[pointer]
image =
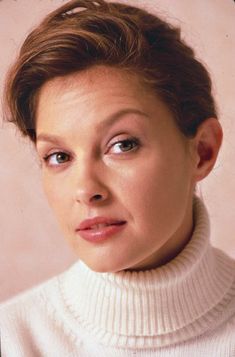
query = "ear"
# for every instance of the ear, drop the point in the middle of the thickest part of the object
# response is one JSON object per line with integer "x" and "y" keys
{"x": 207, "y": 143}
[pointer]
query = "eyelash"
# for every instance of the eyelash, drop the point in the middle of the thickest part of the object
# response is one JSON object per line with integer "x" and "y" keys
{"x": 134, "y": 141}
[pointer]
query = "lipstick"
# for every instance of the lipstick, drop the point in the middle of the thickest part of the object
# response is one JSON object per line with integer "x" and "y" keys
{"x": 98, "y": 229}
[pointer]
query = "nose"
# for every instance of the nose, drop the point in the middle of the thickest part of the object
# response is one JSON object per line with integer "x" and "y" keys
{"x": 90, "y": 187}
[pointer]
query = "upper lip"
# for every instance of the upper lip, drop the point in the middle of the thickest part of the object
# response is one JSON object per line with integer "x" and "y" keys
{"x": 88, "y": 223}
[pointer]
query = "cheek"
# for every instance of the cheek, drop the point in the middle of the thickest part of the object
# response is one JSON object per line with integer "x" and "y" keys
{"x": 56, "y": 194}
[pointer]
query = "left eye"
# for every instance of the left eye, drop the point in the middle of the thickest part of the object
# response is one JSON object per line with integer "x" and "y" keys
{"x": 123, "y": 146}
{"x": 56, "y": 158}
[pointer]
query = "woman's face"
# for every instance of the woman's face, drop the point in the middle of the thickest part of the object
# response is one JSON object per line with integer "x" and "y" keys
{"x": 119, "y": 156}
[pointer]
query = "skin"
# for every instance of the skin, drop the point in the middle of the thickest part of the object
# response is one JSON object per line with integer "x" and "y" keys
{"x": 148, "y": 183}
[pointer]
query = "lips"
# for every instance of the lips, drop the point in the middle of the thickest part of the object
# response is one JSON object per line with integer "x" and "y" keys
{"x": 99, "y": 229}
{"x": 98, "y": 223}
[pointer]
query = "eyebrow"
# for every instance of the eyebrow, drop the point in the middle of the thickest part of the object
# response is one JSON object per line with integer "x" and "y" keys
{"x": 101, "y": 126}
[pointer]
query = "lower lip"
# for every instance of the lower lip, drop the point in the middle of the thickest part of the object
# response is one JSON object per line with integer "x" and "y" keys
{"x": 102, "y": 234}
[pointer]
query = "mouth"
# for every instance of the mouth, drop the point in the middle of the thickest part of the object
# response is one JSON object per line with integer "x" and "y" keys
{"x": 102, "y": 226}
{"x": 99, "y": 229}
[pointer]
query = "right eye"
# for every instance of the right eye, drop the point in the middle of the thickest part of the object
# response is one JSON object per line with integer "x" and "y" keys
{"x": 56, "y": 158}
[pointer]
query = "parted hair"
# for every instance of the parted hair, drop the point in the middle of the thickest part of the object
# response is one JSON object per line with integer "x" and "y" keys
{"x": 84, "y": 33}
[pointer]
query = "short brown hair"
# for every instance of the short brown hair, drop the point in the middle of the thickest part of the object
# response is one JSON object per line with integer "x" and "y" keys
{"x": 84, "y": 33}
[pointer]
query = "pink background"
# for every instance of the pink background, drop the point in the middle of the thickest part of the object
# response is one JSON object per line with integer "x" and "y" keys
{"x": 32, "y": 247}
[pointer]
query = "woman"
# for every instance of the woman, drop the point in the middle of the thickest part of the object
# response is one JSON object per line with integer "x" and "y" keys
{"x": 125, "y": 126}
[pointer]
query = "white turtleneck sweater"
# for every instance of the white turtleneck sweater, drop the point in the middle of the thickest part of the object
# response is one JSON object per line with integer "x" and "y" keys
{"x": 183, "y": 309}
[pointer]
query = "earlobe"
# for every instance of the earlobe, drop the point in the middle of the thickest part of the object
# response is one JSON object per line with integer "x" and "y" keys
{"x": 208, "y": 141}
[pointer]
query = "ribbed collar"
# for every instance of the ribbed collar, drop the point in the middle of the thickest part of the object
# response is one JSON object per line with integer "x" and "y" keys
{"x": 157, "y": 307}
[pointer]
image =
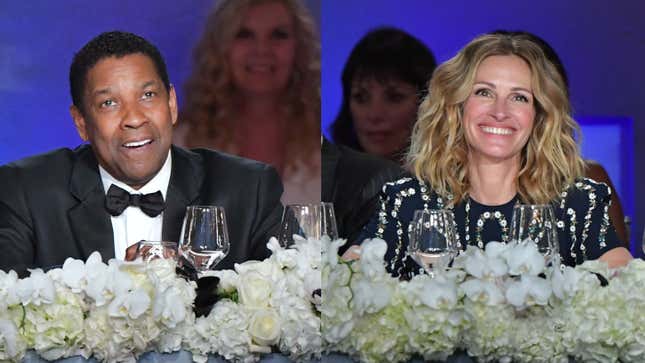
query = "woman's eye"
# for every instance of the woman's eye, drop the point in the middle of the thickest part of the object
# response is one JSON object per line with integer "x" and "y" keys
{"x": 244, "y": 34}
{"x": 521, "y": 98}
{"x": 395, "y": 97}
{"x": 280, "y": 34}
{"x": 483, "y": 92}
{"x": 359, "y": 97}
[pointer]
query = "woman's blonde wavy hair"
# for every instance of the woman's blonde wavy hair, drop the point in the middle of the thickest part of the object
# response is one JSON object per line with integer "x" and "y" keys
{"x": 209, "y": 111}
{"x": 439, "y": 152}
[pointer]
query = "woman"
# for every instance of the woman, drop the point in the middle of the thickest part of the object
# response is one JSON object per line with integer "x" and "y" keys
{"x": 384, "y": 80}
{"x": 495, "y": 130}
{"x": 255, "y": 90}
{"x": 593, "y": 169}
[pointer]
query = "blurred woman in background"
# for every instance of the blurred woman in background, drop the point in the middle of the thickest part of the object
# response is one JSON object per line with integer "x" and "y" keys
{"x": 384, "y": 81}
{"x": 255, "y": 90}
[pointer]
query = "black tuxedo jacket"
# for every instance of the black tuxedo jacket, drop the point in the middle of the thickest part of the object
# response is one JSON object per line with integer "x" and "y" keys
{"x": 352, "y": 181}
{"x": 52, "y": 206}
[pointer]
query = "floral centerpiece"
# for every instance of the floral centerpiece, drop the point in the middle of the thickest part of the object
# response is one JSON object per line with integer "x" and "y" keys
{"x": 119, "y": 310}
{"x": 502, "y": 303}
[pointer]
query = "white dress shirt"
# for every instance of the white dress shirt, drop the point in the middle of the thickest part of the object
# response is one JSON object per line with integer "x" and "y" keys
{"x": 133, "y": 225}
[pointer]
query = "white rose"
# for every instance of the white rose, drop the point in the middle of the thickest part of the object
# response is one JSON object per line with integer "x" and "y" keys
{"x": 265, "y": 268}
{"x": 264, "y": 327}
{"x": 254, "y": 289}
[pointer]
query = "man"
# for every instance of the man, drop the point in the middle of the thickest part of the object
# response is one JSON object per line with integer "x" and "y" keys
{"x": 352, "y": 181}
{"x": 130, "y": 183}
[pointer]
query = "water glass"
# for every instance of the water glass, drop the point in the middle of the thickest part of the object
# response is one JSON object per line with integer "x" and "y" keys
{"x": 151, "y": 250}
{"x": 204, "y": 237}
{"x": 536, "y": 223}
{"x": 432, "y": 239}
{"x": 308, "y": 221}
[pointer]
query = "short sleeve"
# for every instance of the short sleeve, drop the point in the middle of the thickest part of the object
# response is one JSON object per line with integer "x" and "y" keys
{"x": 588, "y": 232}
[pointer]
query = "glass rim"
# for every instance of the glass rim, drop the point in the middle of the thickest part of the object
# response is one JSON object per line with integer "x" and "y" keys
{"x": 443, "y": 210}
{"x": 205, "y": 206}
{"x": 533, "y": 205}
{"x": 162, "y": 243}
{"x": 309, "y": 204}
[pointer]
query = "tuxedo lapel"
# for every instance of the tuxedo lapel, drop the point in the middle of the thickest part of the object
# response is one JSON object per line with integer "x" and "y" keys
{"x": 89, "y": 220}
{"x": 330, "y": 157}
{"x": 186, "y": 181}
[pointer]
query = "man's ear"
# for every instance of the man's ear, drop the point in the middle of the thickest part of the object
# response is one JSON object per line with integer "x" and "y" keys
{"x": 172, "y": 104}
{"x": 79, "y": 121}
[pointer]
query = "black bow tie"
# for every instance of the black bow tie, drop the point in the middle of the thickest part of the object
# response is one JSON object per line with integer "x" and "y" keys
{"x": 117, "y": 200}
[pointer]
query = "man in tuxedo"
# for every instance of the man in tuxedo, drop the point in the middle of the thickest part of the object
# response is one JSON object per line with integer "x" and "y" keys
{"x": 129, "y": 183}
{"x": 352, "y": 180}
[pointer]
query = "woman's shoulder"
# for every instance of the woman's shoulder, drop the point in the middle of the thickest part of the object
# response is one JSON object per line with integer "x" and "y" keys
{"x": 406, "y": 186}
{"x": 585, "y": 194}
{"x": 586, "y": 188}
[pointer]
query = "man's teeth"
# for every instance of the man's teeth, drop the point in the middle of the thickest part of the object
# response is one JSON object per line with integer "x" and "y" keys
{"x": 137, "y": 143}
{"x": 497, "y": 130}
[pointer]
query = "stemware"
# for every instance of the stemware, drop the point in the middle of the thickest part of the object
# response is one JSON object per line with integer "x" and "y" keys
{"x": 151, "y": 250}
{"x": 204, "y": 239}
{"x": 536, "y": 223}
{"x": 432, "y": 241}
{"x": 309, "y": 221}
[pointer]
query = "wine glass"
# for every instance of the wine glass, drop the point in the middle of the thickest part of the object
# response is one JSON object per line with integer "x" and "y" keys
{"x": 432, "y": 241}
{"x": 643, "y": 242}
{"x": 204, "y": 239}
{"x": 536, "y": 223}
{"x": 151, "y": 250}
{"x": 308, "y": 221}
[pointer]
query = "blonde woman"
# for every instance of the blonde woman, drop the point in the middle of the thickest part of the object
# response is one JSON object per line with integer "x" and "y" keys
{"x": 495, "y": 130}
{"x": 255, "y": 90}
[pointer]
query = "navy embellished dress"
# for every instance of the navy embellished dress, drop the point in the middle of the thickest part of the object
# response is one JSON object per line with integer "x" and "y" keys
{"x": 581, "y": 212}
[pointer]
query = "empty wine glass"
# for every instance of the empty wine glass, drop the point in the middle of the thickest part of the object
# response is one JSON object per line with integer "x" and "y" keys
{"x": 432, "y": 241}
{"x": 151, "y": 250}
{"x": 308, "y": 221}
{"x": 204, "y": 236}
{"x": 536, "y": 223}
{"x": 643, "y": 242}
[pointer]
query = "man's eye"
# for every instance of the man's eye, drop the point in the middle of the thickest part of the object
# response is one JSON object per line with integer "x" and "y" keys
{"x": 149, "y": 94}
{"x": 107, "y": 103}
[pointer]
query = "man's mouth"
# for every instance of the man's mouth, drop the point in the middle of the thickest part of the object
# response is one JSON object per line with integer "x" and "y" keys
{"x": 137, "y": 144}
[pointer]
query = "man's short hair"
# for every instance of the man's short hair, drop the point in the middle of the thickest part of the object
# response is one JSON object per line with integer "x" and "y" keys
{"x": 110, "y": 44}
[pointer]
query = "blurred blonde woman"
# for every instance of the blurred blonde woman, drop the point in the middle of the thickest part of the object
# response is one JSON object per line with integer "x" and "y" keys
{"x": 494, "y": 131}
{"x": 255, "y": 90}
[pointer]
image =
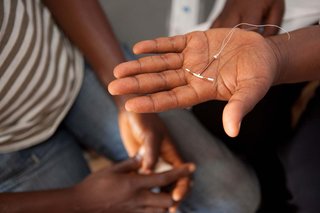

- _Cel ćwiczenia_
Odszukaj w powyższym listingu wszystkie wiersze, w których występuje ciąg „white”, i przepisz każdy z nich w całości. Wielkość liter ma znaczenie.

- _Rozwiązanie_
query = "white turtleneck sweater"
# for every instance of the white turtleneck sweater, drop the point in the middle of the thickest part of the object
query = "white dress shirt"
# for every instance of the white dress shirt, drop the point in the middle of the thickest part of the object
query = "white rose"
# for every instance of the white rose, drop the point in the middle of the thickest part of the object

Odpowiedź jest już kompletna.